What you are asked to do
Write the data out again, word for word.

___ Materials provided

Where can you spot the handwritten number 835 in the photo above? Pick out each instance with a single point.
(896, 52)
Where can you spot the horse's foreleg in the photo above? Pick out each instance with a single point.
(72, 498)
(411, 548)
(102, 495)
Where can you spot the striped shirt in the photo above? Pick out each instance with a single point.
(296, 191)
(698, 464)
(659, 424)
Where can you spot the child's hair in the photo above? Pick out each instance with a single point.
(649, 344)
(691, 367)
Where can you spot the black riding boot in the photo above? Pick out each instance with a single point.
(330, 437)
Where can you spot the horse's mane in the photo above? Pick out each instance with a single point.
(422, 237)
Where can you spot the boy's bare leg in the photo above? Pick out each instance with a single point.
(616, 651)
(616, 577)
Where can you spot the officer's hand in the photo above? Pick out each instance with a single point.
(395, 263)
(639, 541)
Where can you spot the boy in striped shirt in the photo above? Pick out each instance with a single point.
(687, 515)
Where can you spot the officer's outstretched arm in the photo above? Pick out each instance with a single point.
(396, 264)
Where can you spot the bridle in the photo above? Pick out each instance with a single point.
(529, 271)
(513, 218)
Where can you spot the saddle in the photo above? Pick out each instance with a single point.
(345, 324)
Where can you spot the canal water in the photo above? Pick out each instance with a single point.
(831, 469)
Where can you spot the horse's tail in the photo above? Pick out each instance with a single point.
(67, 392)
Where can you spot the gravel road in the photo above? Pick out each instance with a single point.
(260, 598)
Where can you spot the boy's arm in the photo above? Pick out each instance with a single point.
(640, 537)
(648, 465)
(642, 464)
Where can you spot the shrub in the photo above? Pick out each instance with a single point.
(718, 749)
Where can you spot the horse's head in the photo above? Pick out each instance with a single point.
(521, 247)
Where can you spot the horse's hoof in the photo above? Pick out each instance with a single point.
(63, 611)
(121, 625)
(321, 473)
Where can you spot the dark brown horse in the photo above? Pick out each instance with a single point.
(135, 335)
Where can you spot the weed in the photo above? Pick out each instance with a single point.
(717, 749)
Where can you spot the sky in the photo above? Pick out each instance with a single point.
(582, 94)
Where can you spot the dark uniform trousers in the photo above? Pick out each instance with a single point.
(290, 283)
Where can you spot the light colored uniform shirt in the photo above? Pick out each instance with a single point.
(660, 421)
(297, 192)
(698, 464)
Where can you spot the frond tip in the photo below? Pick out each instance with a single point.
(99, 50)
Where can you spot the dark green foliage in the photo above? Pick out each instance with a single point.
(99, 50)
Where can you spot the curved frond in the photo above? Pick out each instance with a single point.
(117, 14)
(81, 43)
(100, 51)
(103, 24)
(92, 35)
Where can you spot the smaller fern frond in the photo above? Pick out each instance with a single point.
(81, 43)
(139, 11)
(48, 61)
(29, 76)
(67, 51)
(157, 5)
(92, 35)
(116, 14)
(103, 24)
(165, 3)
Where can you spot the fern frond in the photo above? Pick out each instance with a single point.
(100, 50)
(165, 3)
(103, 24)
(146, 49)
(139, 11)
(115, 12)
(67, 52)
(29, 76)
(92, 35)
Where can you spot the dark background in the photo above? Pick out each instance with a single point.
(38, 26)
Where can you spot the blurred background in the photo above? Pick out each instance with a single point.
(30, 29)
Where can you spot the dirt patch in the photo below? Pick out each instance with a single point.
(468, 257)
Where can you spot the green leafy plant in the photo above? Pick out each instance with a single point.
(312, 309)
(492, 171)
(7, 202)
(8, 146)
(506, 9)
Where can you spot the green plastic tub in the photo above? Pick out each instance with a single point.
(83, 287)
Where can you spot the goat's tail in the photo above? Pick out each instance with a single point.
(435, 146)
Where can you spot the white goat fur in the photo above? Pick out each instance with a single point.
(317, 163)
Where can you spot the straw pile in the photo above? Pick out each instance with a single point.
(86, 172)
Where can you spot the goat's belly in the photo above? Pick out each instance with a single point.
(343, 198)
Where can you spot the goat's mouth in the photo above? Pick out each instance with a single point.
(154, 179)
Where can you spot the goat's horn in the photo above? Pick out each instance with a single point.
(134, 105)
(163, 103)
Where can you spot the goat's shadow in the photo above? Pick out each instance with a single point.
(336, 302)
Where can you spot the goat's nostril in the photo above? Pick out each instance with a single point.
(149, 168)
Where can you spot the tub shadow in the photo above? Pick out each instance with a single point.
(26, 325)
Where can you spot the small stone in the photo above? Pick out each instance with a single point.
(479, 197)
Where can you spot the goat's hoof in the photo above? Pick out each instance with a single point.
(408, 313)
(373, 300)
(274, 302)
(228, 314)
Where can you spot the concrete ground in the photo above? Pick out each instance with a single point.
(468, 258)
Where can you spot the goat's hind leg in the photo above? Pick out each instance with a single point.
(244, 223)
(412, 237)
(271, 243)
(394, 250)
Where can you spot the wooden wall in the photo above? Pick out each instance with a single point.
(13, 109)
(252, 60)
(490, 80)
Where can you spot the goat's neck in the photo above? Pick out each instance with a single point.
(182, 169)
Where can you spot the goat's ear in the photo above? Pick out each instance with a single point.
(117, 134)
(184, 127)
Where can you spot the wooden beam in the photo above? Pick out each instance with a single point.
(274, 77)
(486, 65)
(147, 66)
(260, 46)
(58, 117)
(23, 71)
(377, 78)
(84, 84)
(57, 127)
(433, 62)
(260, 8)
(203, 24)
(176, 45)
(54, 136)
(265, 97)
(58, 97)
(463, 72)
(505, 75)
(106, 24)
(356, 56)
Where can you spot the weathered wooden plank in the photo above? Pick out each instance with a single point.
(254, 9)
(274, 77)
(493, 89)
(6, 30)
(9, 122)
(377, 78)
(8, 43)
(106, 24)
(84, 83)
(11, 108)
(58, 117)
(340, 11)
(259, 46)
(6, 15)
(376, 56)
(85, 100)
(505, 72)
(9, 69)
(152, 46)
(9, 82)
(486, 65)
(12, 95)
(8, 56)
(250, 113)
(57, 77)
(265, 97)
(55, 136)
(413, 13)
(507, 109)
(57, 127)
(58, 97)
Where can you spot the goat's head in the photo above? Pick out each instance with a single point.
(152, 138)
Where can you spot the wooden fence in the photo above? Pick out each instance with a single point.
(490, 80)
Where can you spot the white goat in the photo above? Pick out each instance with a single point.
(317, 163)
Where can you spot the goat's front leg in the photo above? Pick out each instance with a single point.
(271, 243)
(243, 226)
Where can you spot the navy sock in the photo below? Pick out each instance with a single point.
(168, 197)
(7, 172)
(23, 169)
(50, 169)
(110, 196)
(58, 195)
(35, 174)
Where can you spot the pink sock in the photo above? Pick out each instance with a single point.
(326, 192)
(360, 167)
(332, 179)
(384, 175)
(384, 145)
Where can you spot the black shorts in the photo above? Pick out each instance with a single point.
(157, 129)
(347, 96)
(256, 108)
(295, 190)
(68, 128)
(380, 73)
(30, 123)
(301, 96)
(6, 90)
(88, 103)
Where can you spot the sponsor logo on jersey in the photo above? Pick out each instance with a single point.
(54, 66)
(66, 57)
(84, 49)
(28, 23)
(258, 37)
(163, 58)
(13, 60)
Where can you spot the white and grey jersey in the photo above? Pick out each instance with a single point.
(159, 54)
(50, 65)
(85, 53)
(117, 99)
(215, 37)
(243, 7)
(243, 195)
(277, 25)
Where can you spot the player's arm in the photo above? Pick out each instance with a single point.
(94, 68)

______

Exercise output
Where can you spot the handwritten number 835 in the photo above? Pick out each instance with a single point.
(896, 52)
Where can you spot the horse's foreleg in the photo above? Pick out each instance with a single point.
(72, 498)
(411, 548)
(102, 495)
Where can you spot the striped shirt in the photo above? Pick out each instance with a single point.
(296, 191)
(698, 464)
(659, 424)
Where can you spot the child's hair in the photo above? Pick out each instance with a single point.
(649, 344)
(691, 367)
Where can you spot the black riding boot in the photo above? Pick out each instance with a single point.
(330, 437)
Where can you spot the horse's mane in the photo above? Pick out each instance with a single point.
(422, 237)
Where can you spot the boy's bare leg in the photo above? Pick out each instance with a single point.
(616, 651)
(616, 577)
Where can you spot the officer's hand in the photo above? Pick out each instance with a single point.
(395, 263)
(639, 541)
Where can you spot the boy in striped shirt in the photo above? Pick out each instance with a single point.
(687, 515)
Where can you spot the officer's outstretched arm in the photo above? Pick out each instance with a single point.
(396, 264)
Where can you spot the bridle in the photo above? Pick out each instance with a single point.
(529, 271)
(513, 218)
Where can you spot the saddle in the photo above? Pick out each instance with a single point.
(345, 324)
Where can you spot the canal water in the photo above? Pick out each instance with a single point.
(831, 469)
Where can you spot the horse's tail in the photo above? Pick out each instance with a single point.
(67, 392)
Where can you spot the gravel road in the photo above? Pick out each instance with a single point.
(260, 598)
Where can you spot the boy's arm in the photo above? Pick out each instance with a single point.
(640, 537)
(648, 465)
(642, 464)
Where can you spot the shrub in the photo above? Pick out each instance with a single point.
(718, 749)
Where can you spot the horse's head in the photo above? Pick out each instance with a single point.
(521, 247)
Where can you spot the horse's hoof in the photo above? Pick out each instance with a single point.
(63, 611)
(121, 625)
(321, 473)
Where can you spot the dark brown horse in the photo above? Pick out each instance with a single point.
(135, 335)
Where can you spot the weed in the photo above? Pick out each instance with a single point.
(717, 749)
Where can you spot the sky in the photo above? Pick out each instance with a single point.
(582, 94)
Where can you spot the dark uniform trousers in the photo above? Pick out each instance with a single point.
(290, 283)
Where can you spot the light colored uniform shirt in the photo above? Pick out each instance with a single point.
(660, 421)
(297, 192)
(698, 464)
Where can you spot the frond tip in the photo below? Pick out each instance with a single point.
(99, 50)
Where can you spot the dark green foliage in the photo above? Pick out each instance with a single point.
(99, 50)
Where can you spot the curved frond in the photo above? Pick out each instance with a single point.
(117, 14)
(81, 43)
(100, 51)
(103, 24)
(92, 35)
Where can you spot the smaller fern frond in the photo above? Pick out each instance with a single point.
(81, 43)
(139, 11)
(48, 61)
(29, 76)
(67, 51)
(157, 5)
(92, 35)
(116, 14)
(103, 24)
(165, 3)
Where can you spot the fern frond in the photo above? Pick out each instance with a single point.
(100, 50)
(165, 3)
(103, 24)
(146, 49)
(139, 11)
(115, 12)
(67, 52)
(29, 76)
(92, 35)
Where can you spot the dark background in the photo above? Pick out each instance with a single point.
(38, 26)
Where can you spot the blurred background in the photo above? Pick out each instance with a single point.
(30, 29)
Where can you spot the dirt patch in the photo below? Pick out each instance with a single point.
(468, 257)
Where can you spot the green leafy plant in the photo above? Pick out each instance with a single point.
(312, 309)
(492, 171)
(7, 202)
(8, 146)
(506, 9)
Where can you spot the green plastic tub in the photo above? Pick out each instance with a single point.
(83, 287)
Where can you spot the goat's tail in the photo above? Pick out each instance with a single point.
(435, 146)
Where can you spot the white goat fur in the photo above? Pick out each instance with a single point.
(317, 163)
Where can you spot the straw pile in the photo above? Pick out each instance with a single point.
(86, 172)
Where can you spot the goat's belly in the photo above? Pick out each instance with a single point.
(343, 198)
Where can you spot the goat's mouth in the photo above? Pick out each instance with a single point.
(154, 179)
Where can you spot the goat's horn in the photo above? Pick out each instance with a single point.
(134, 105)
(163, 103)
Where can you spot the goat's shadow in the photo above? Pick out each instance with a single point.
(336, 302)
Where can you spot the goat's nostril in the photo above? Pick out each instance with a single point.
(149, 168)
Where can you spot the tub shadow in the photo above? Pick out each instance with a single point.
(26, 325)
Where can you spot the small stone in the photo above? Pick out each instance with a single point.
(479, 197)
Where can you spot the goat's hoof in the photo above? Pick out each instance with a single point.
(408, 313)
(373, 300)
(274, 302)
(228, 314)
Where can you spot the concrete ground in the photo above? Pick out each instance with a single point.
(468, 258)
Where can you spot the goat's hind leg in the photo above? Pick out each instance with a single point.
(244, 223)
(412, 237)
(271, 243)
(394, 250)
Where can you spot the wooden wall in the photo above? Pick out each instance with a single point.
(13, 109)
(252, 60)
(490, 80)
Where can you spot the goat's neck in the photo above? Pick out each instance with a single point.
(182, 169)
Where can you spot the goat's ear in the photo above? Pick out each instance with a single point.
(117, 134)
(184, 127)
Where can you spot the wooden beam in the photo above? Pick out each instance with a single point.
(274, 77)
(486, 65)
(147, 66)
(260, 46)
(58, 117)
(23, 71)
(377, 78)
(84, 84)
(57, 127)
(433, 62)
(260, 8)
(203, 24)
(176, 45)
(54, 136)
(265, 97)
(58, 97)
(463, 72)
(505, 75)
(106, 24)
(356, 56)
Where can you spot the weathered wooden plank in the photo above? Pick out each instance with a single point.
(254, 9)
(274, 77)
(493, 89)
(6, 30)
(9, 122)
(377, 78)
(8, 43)
(106, 24)
(84, 83)
(11, 108)
(58, 117)
(340, 11)
(259, 46)
(6, 15)
(376, 56)
(85, 100)
(505, 72)
(9, 69)
(152, 46)
(9, 82)
(486, 65)
(12, 95)
(8, 56)
(250, 113)
(57, 77)
(265, 97)
(55, 136)
(413, 13)
(507, 109)
(57, 127)
(58, 97)
Where can you spot the goat's head in the photo above? Pick out each instance with a single point.
(152, 138)
Where can you spot the wooden fence in the photo above? Pick out each instance with a single point.
(490, 80)
Where can you spot the white goat in the photo above? Pick out each instance with a single point.
(317, 163)
Where can you spot the goat's front leg in the photo above? Pick out each instance with a single point.
(271, 243)
(243, 226)
Where can you spot the navy sock in the photo below? Pick out each instance with a single point.
(168, 197)
(7, 172)
(23, 169)
(50, 169)
(110, 196)
(58, 195)
(35, 174)
Where can you spot the pink sock in the photo above? Pick out each instance with a single point.
(326, 192)
(360, 167)
(332, 179)
(384, 175)
(384, 145)
Where can you spot the black shorts in the photo above? Pick out each instance with a single point.
(157, 129)
(347, 96)
(256, 108)
(295, 190)
(68, 128)
(380, 73)
(30, 123)
(301, 96)
(6, 90)
(88, 103)
Where can you spot the sponsor logo on jersey in the photo above? Pick out each instance with a single point.
(54, 66)
(66, 57)
(84, 49)
(28, 23)
(258, 37)
(163, 58)
(13, 60)
Where can you spot the white and grey jersey in the photo above? Pick out each instance with a single point.
(159, 54)
(50, 65)
(85, 53)
(117, 99)
(215, 37)
(243, 7)
(243, 195)
(277, 25)
Where can you spot the player's arm in the photo above? Pick out each instance with a single point.
(94, 68)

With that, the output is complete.